Exercise details - Could you continue the article below about Riverhead legalizing apartments in single-family homes, picking up after its final sentence?

Last month, the town of Riverhead found a way to increase the number of affordable homes while avoiding the size issue altogether. Its board passed a law that legalizes the creation of apartments in single-family homes, so long as they conform to local building codes.
The law allows the apartments within a house, or in a detached garage, and applications must be approved by a review board. The homeowner must live either in the main part of the house or in the apartment.
Beyond addressing the lack of cheaper housing, the accessory apartments, as these converted properties are called, are intended to help elderly and low-income homeowners meet their monthly costs, said Phil Cardinale, the town supervisor. As an afterthought, he added, the board agreed to waive fines for homeowners who have illegal apartments in their homes, as long as they bring the units up to code.
The need for the apartments is acute. Only 18.6 percent of the housing stock in Suffolk and 18.1 percent in Nassau are rental apartments, according to a report issued by Pearl M. Kamer, chief economist for the Long Island Association, a business and civic organization. That is about half of the 36 percent in Westchester County and lower than other similar counties in the metropolitan area, according to the report.
But laws like the one in Riverhead, which have also been enacted in Babylon and Huntington farther west, fall short of providing incentives to homeowners to create apartments in their homes, said Peter Elkowitz, persident of the Long Island Housing Partnership, a nonprofit housing organization. Aside from the cost of building an apartment to code, property tax assessments often increase when a rental apartment is added.
“In other parts of the world,” Mr. Elkowitz said, “they encourage people with a tax benefit if they bring their apartments up to code. I haven’t heard of one anywhere in the U.S.; in order to keep an elderly parent living in the home in New York, you are usually penalized for it because it increases taxes on that accessory apartment.”
Rental income could also make some elderly residents ineligible for programs that grant them property tax abatements if their incomes are below a set threshold, according to Laverne Tennenberg, the chairwoman of the Riverhead board of assessors.
Related issues yet to be determined in Riverhead include how much garbage collection fees for homes with accessory apartments will increase the property tax bill, Ms. Tennenberg said.
Across the Island, as in Riverhead, many low-income communities have met the need for affordable housing with illegal apartments in single-family homes. Some convert a basement into an apartment, even though it has no outside exit; others build partitions in the house.
One reason that such apartments haven’t been legalized in more communities is local residents’ opposition to increasing numbers of illegal immigrants.
The immigrants, mainly Hispanic laborers performing low-paying jobs shunned by local residents, have intensified demand for inexpensive rentals, said Lee E. Koppelman, director of the Center for Regional Policy Studies at Stony Brook University. (Mr. Koppelman spent 40 years as director of the Long Island Planning Board.)

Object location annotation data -
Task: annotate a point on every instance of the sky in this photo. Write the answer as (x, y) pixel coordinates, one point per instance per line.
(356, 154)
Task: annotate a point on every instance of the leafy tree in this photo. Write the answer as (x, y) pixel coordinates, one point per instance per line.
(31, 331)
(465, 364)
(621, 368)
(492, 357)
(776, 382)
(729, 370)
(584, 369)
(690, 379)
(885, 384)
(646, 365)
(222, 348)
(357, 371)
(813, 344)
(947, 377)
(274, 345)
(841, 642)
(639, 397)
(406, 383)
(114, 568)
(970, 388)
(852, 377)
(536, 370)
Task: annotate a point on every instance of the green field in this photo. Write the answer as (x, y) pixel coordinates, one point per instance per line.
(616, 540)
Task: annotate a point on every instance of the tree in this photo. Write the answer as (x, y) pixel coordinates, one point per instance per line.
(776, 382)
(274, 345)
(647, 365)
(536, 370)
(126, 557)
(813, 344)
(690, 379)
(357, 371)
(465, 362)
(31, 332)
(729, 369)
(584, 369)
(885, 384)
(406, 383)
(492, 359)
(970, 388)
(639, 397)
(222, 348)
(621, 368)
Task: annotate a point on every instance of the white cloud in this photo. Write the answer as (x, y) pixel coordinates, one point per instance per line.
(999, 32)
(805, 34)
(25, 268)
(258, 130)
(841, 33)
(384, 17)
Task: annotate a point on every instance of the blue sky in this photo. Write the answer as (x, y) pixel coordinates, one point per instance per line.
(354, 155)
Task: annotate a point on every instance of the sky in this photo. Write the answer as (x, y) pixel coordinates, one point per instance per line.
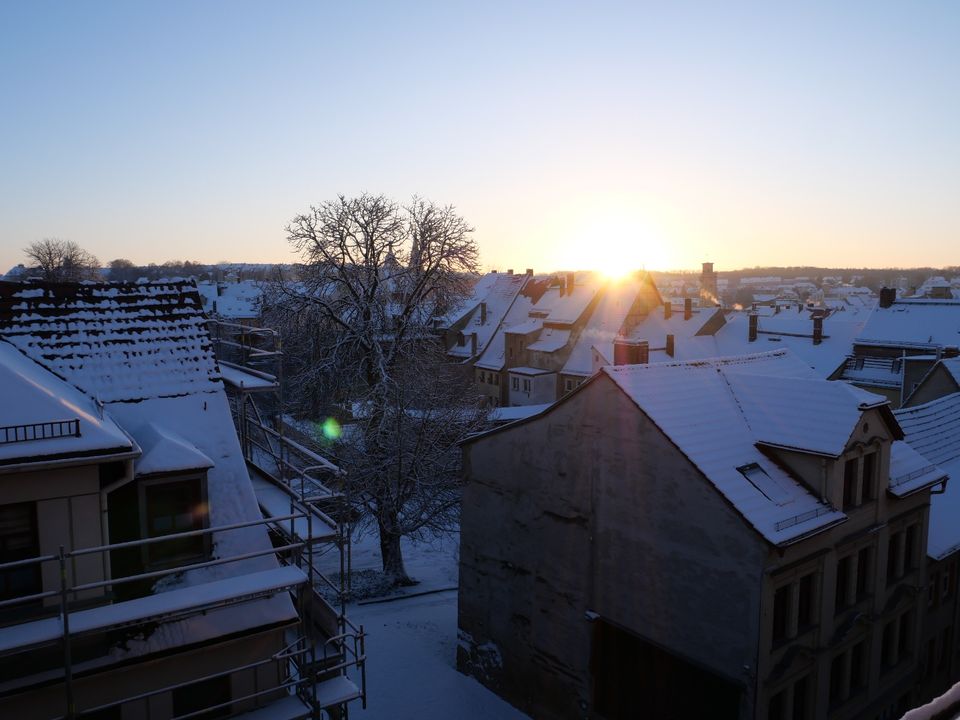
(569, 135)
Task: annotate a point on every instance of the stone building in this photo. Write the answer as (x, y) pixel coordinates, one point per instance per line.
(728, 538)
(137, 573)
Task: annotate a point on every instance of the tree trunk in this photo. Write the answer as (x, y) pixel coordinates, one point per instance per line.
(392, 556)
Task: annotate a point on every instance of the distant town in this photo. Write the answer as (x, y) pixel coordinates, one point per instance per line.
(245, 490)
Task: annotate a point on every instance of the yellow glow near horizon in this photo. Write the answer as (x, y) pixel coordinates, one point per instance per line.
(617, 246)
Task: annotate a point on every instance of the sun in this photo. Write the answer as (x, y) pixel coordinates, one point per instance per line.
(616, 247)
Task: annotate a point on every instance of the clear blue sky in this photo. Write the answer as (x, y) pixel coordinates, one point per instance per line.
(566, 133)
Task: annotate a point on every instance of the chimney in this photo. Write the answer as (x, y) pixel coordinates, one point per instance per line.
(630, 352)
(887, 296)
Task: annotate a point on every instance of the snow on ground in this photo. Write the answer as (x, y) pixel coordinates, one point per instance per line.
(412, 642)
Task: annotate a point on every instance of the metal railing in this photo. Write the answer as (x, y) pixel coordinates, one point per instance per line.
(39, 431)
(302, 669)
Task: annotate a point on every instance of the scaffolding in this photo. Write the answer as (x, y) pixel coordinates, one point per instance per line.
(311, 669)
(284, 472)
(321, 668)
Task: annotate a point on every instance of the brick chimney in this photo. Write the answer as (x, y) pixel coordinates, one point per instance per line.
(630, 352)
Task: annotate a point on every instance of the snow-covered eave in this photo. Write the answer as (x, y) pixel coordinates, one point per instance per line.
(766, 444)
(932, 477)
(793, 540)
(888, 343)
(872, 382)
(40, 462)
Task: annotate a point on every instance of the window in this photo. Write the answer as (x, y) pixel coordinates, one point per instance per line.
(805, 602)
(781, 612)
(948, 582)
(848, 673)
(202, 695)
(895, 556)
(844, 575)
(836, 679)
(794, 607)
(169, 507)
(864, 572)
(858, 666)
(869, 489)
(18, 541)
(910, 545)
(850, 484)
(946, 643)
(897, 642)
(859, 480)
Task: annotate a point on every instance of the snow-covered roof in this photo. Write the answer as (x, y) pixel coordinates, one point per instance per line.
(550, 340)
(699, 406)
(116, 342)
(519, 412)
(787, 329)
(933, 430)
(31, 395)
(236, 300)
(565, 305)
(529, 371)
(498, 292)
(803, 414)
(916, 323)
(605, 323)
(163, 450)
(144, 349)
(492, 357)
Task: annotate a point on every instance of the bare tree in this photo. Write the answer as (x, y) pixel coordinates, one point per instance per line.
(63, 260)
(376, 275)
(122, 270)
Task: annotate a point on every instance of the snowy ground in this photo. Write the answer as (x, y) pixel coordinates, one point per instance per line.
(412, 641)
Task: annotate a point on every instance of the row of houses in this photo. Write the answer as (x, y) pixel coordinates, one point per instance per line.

Response below -
Some property owners have capitalized on the demand, renting out single-family homes to 20 or more people. This means workers “are just basically renting mattress space on the floor,” Mr. Koppelman said. Opposing rental apartments, he added, “is kind of code for, ‘If we have renters, we might have those people in the neighborhood,’ ” meaning illegal immigrants and minorities.
In March, a fire above an auto repair shop in a commercial zone of the village of Hempstead displaced three families living in illegal apartments on the upper floors. At another building fire in the village a week earlier, firefighters found one-bedroom apartments crowded with several immigrant families, said Wayne J. Hall, the village mayor.
The village passed a law in August cracking down on illegal apartments and has issued 150 summonses so far to homeowners whose homes display evidence of illegal apartments, including multiple utility boxes and several satellite dishes on the roof, Mr. Hall said.
Harvey B. Levinson, the Nassau County assessor, called the phenomenon “an enormous problem in communities where the home prices are at the low end of the spectrum, like Elmont, West Hempstead, Levittown, Hicksville and the village of Hempstead.” Short of cracking down on the owners of these properties, he added, there is not much that local government can do.
He also asserted that even if many towns were to adopt laws like the one in Riverhead, with a provision for illegal apartments to be brought up to code without a fine, there was little hope that people would apply to do so. That is because most illegal apartments are in basements, he pointed out, explaining that “you usually can’t make them legal” because they have no separate exit in case of fire.
If a makeshift apartment is convertible, the cost of bringing it up to code can also be an obstacle. “There really isn’t enough incentive if someone is doing it illegally at the present time,” said Mr. Koppelman.
There has been a general failure in Long Island towns to shut down illegal apartments, he added.
“If they do enforce the law and put people on the sidewalk, they also have to be prepared to provide substitute housing.”
But given the potential pitfalls, it is uncertain just how many people will take advantage of the new law in Riverhead.